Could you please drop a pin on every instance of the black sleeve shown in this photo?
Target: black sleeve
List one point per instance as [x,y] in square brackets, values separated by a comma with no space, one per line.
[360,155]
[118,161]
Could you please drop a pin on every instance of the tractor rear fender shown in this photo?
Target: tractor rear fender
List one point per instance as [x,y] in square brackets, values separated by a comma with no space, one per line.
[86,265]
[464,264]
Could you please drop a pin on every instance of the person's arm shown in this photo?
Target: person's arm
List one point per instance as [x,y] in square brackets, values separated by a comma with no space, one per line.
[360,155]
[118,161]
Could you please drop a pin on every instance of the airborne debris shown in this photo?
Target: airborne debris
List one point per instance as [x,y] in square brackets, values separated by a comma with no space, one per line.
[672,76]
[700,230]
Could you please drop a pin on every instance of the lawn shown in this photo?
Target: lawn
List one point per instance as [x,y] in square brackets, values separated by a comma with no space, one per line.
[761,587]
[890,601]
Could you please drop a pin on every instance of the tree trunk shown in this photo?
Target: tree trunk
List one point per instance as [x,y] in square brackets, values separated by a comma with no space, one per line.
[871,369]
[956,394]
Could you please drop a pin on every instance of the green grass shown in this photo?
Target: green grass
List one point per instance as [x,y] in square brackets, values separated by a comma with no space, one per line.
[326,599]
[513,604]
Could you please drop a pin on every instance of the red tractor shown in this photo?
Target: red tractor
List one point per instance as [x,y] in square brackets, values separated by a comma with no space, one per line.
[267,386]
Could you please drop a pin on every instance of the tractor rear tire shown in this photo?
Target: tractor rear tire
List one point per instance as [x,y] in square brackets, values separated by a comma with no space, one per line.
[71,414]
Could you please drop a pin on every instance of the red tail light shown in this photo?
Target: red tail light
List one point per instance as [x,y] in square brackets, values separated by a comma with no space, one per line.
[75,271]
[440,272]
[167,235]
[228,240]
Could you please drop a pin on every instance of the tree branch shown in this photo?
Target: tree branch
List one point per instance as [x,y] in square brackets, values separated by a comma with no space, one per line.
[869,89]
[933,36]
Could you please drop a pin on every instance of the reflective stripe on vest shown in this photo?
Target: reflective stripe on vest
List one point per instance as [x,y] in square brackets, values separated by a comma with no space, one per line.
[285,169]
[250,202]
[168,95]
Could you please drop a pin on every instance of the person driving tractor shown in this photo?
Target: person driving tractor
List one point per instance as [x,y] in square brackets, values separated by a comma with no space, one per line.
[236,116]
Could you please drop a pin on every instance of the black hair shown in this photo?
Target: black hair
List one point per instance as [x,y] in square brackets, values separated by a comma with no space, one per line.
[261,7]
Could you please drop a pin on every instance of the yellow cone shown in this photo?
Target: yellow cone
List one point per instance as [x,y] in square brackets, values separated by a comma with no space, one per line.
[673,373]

* * *

**YOUR TASK**
Copy verbatim the stretch from the line containing "cone shown in this photo?" through the last line of the entries above, ends included.

**RESULT OF THIS TASK**
Could you please drop a pin on every instance of the yellow cone shown in this photo?
Target: yellow cone
List one point per instance as [x,y] in square brackets, values separated by a comma with no space, one per line.
[673,373]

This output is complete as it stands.